EXERCISE INSTRUCTIONS
Give all of the lines again exactly as they read.

— begin DATASET ROWS —

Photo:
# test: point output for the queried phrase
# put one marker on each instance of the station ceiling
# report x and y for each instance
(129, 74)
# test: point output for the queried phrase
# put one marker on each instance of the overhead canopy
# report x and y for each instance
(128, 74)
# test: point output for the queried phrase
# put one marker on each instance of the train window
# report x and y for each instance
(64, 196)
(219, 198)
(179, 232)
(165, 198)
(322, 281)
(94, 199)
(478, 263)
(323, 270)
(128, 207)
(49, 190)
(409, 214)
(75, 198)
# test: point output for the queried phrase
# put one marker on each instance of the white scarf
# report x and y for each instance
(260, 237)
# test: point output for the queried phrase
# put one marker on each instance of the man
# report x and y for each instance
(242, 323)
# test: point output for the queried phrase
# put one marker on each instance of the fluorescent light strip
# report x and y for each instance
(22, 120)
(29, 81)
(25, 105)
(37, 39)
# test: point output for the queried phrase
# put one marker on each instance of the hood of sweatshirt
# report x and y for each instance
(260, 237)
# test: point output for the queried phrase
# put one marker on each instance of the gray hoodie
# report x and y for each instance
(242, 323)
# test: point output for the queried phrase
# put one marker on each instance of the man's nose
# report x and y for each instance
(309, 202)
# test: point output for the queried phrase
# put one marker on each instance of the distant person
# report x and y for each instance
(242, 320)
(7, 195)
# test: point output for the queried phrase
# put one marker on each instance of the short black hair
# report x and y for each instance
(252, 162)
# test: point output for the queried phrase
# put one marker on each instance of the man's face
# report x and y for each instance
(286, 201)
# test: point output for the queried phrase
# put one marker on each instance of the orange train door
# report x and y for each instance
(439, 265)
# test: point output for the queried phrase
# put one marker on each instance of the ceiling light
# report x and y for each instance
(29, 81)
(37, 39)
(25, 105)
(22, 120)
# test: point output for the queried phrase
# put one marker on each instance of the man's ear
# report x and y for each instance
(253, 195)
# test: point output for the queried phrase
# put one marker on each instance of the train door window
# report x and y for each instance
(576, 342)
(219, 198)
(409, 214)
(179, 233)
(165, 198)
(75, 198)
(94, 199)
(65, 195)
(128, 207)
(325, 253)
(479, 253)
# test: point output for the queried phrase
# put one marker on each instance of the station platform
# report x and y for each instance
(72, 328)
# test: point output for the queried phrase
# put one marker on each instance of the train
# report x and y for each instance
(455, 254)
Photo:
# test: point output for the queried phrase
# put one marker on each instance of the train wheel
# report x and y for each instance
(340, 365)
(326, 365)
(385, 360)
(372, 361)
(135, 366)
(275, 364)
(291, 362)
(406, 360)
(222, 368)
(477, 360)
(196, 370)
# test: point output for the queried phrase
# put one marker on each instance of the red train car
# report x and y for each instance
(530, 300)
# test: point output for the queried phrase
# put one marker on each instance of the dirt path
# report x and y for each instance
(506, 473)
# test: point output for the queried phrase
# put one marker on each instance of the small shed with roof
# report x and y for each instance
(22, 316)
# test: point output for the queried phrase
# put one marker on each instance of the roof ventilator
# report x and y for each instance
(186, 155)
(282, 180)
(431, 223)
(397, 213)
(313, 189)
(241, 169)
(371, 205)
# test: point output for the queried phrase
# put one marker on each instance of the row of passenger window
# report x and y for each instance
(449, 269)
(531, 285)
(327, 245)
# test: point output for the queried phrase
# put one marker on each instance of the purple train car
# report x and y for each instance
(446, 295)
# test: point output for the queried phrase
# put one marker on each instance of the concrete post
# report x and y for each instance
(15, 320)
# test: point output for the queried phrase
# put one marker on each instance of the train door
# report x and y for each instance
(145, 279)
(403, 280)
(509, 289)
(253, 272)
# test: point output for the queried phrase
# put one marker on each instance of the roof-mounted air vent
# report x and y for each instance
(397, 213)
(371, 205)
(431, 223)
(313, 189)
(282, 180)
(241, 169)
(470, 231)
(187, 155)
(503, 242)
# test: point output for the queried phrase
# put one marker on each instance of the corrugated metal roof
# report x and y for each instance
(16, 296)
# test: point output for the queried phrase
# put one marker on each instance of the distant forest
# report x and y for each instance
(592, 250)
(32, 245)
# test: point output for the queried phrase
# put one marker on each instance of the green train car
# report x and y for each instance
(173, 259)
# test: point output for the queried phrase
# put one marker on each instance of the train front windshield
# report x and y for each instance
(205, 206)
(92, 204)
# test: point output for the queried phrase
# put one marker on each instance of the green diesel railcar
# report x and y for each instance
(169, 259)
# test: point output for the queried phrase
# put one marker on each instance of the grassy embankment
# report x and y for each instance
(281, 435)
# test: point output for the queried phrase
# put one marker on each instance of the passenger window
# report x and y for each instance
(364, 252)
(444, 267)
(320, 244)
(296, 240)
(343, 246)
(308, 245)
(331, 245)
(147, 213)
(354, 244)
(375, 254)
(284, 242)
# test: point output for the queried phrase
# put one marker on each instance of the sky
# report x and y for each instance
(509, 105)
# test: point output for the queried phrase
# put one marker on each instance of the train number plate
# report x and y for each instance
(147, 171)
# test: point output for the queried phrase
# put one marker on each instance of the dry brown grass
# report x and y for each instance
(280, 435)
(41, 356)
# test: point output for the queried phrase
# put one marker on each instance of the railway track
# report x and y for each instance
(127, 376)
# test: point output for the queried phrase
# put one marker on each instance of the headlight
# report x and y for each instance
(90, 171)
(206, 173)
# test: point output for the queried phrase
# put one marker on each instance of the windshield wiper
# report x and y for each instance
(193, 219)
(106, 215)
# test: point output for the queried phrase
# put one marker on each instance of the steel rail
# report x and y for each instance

— end DATASET ROWS —

ANSWER
Photo:
# test: point output for the queried phrase
# put one marker on each instance of the station ceiling
# report x and y for each instance
(129, 74)
# test: point output for the queried phrase
# put one marker on each instance of the overhead canopy
# report x and y for each instance
(128, 74)
# test: point output for the queried phrase
# put one marker on each instance of the train window
# report x and y for each instance
(64, 196)
(219, 198)
(179, 232)
(165, 198)
(322, 281)
(94, 199)
(478, 263)
(323, 270)
(128, 207)
(49, 190)
(409, 214)
(75, 198)
# test: point output for the queried phrase
# put one marker on each instance of the white scarf
# report x and y for each instance
(260, 237)
# test: point output for the queried phrase
# put one marker on each instance of the man
# report x and y for each instance
(242, 323)
# test: point output for the queried phrase
# put one marker on each instance of the fluorescent light strip
# report x and y for each instance
(22, 120)
(29, 81)
(25, 105)
(37, 39)
# test: point output for the queried phrase
# put one marker on each instance of the hood of sweatshirt
# report x and y for each instance
(260, 237)
# test: point output for the queried phrase
# put one marker on each instance of the gray hoodie
# report x and y for each instance
(242, 323)
# test: point output for the queried phrase
# put one marker on each instance of the man's nose
# report x and y for each instance
(309, 202)
# test: point output for the queried phrase
# put one marker on each instance of the distant person
# report x and y for each instance
(242, 320)
(7, 195)
# test: point output for the queried phrase
# put one marker on each instance of the short black hair
# report x and y for each instance
(252, 162)
# test: point output for the queried phrase
# put one marker on each instance of the man's face
# report x and y for each instance
(286, 201)
# test: point output for the queried phrase
# put one marker on each instance of the orange train door
# report x and y for each instance
(439, 265)
# test: point output for the queried phrase
# put one marker on each instance of the ceiling light
# report x and y for each instance
(29, 81)
(37, 39)
(25, 105)
(22, 120)
# test: point output for the queried phrase
# put one marker on each instance of the man's ear
# report x and y for each instance
(253, 195)
# test: point output for the queried phrase
# put one marker on each instance of the train door window
# report x and y for each instance
(576, 342)
(219, 198)
(409, 214)
(179, 233)
(165, 198)
(75, 198)
(94, 199)
(65, 195)
(128, 207)
(325, 253)
(479, 253)
# test: point output for the queried phrase
# put one marker on each instance of the station platform
# report x and y for each instance
(72, 328)
# test: point output for the queried phrase
# put one marker on each instance of the train
# report x and y for each instance
(455, 254)
Photo:
# test: point output for the queried phrase
# put one marker on each instance of the train wheel
# report x and y for each instance
(340, 365)
(326, 365)
(385, 360)
(372, 361)
(135, 366)
(275, 364)
(291, 362)
(406, 360)
(222, 368)
(477, 360)
(196, 370)
# test: point output for the queried phrase
# put one marker on each instance of the red train car
# report x and y for each instance
(530, 300)
# test: point output for the queried phrase
# put one marker on each instance of the dirt path
# report x and y for each instance
(506, 473)
# test: point output for the queried phrase
# put one marker on each instance of the small shed with roof
# report x and y for each instance
(22, 316)
# test: point output for the queried phrase
# put one marker on each instance of the roof ventilator
# report x and y for each instance
(186, 155)
(282, 180)
(431, 223)
(397, 213)
(313, 189)
(241, 169)
(371, 205)
# test: point output for the queried phrase
# put one marker on each instance of the row of passenger window
# report x and y for each instance
(449, 269)
(531, 285)
(327, 245)
# test: point output for the queried phrase
# put one marker on each instance of the purple train car
# report x and y for each instance
(446, 295)
# test: point output for the queried phrase
# put one marker on each instance of the concrete post
# report x and y for each instance
(15, 320)
# test: point output for the queried phrase
# put one marker on each instance of the train door
# report x and y for each instance
(145, 279)
(403, 280)
(509, 289)
(253, 272)
# test: point output for the queried phrase
# put one marker on each instance of the roof-mounted air vent
# report x and y for each instance
(397, 213)
(371, 205)
(431, 223)
(313, 189)
(282, 180)
(241, 169)
(470, 231)
(187, 155)
(503, 242)
# test: point output for the queried phrase
# put one marker on each instance of the corrugated metal roof
# report x and y for each instance
(16, 296)
# test: point output for the queried phrase
# put one marker on each instance of the distant forest
# report x and y for each instance
(592, 250)
(32, 245)
# test: point output for the queried phrase
# put one marker on each instance of the green train car
# report x and y for each instance
(173, 259)
# test: point output for the queried phrase
# put one marker on each instance of the train front windshield
# report x and y for each instance
(205, 206)
(92, 204)
# test: point output for the queried phrase
# put one marker on each instance of the green diesel railcar
# report x and y for each instance
(169, 259)
# test: point output for the queried phrase
# put one marker on each instance of the grassy embankment
# report x and y for each instance
(281, 435)
# test: point output for the queried phrase
# put one marker on each instance of the passenger window
# report x and y for each instance
(364, 252)
(444, 267)
(320, 244)
(296, 240)
(343, 246)
(308, 245)
(331, 245)
(147, 213)
(354, 244)
(375, 254)
(284, 242)
# test: point output for the queried phrase
# put one marker on each instance of the sky
# report x and y for each instance
(509, 105)
# test: point output for the queried phrase
# put one marker on each instance of the train number plate
# report x and y for each instance
(147, 171)
# test: point output for the queried phrase
# put one marker on each instance of the dry brown grass
# report x and y for each instance
(280, 435)
(41, 356)
# test: point output for the queried phrase
# put one marker on each instance of the railway track
# report x and y for each instance
(127, 376)
# test: point output for the queried phrase
# put one marker on each instance of the headlight
# report x and y for each instance
(90, 171)
(206, 173)
# test: point output for the queried phrase
# put one marker on each instance of the windshield wiper
# report x and y for each instance
(193, 219)
(106, 215)
# test: point output for the queried phrase
# put one marker on each instance of the steel rail
# report x and y for each instance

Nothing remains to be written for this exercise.